## Work instruction
I would like the number of lines in the data that contain the word "space". Please give that number alone.

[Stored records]

──────

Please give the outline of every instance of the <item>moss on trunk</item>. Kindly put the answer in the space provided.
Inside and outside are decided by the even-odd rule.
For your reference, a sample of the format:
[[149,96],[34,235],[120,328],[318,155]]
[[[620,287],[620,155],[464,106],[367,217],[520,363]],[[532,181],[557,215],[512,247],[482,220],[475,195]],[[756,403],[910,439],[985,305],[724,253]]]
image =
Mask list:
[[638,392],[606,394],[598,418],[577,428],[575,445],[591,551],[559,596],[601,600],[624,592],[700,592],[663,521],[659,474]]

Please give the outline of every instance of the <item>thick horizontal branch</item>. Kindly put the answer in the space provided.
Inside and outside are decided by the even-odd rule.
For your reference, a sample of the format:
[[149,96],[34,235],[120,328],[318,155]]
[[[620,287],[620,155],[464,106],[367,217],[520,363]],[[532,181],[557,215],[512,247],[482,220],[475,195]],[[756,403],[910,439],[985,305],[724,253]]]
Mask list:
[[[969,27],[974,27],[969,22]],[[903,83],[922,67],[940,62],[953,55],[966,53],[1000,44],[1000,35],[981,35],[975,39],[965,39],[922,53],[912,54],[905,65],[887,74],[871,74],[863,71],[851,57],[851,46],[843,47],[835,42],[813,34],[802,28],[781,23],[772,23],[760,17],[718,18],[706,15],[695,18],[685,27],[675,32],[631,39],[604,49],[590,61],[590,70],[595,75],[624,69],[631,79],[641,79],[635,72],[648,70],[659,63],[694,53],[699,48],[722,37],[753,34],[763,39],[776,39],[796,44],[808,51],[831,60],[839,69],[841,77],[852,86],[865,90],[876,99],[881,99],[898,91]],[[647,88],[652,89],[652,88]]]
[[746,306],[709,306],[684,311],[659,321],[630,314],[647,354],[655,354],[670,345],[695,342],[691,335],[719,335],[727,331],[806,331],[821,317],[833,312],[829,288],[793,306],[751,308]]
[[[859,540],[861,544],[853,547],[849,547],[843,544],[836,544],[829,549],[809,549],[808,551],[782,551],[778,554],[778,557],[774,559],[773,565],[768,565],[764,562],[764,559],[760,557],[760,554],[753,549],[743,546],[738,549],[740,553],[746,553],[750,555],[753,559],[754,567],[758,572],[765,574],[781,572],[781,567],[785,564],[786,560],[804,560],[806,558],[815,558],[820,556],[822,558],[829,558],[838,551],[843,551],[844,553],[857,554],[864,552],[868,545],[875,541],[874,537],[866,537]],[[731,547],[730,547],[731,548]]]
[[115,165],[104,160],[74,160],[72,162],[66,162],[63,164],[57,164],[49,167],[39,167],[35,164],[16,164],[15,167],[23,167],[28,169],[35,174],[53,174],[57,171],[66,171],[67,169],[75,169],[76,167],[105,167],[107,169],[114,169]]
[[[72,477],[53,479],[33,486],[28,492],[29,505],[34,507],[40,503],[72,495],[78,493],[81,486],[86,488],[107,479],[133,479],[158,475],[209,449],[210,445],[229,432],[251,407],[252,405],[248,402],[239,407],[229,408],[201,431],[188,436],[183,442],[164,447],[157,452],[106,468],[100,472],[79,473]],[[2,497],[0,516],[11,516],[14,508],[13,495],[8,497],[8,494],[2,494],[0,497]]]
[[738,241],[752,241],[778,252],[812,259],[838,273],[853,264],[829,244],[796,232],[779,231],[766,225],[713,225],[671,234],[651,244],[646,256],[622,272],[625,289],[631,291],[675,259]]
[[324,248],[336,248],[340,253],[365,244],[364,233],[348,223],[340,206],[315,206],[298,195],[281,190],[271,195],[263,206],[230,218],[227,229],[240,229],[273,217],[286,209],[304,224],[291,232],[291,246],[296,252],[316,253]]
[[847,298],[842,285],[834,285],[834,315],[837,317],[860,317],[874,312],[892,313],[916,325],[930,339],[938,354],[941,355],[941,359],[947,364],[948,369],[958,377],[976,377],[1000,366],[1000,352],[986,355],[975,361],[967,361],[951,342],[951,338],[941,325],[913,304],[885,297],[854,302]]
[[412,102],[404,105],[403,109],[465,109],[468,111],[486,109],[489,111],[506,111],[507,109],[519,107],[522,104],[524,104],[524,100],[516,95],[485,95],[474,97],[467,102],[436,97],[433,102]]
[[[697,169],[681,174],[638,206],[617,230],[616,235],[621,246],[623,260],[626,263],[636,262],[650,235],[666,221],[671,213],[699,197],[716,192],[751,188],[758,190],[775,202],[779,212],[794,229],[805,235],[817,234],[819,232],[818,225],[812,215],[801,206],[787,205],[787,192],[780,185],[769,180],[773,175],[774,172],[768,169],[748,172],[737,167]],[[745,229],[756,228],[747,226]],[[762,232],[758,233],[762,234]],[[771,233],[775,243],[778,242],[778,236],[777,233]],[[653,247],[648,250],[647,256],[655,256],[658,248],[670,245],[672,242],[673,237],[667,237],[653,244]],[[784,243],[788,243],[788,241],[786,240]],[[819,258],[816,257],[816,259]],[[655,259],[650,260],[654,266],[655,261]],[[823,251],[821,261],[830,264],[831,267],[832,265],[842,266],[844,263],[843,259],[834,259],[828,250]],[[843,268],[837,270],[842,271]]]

──────

## Solution to this task
2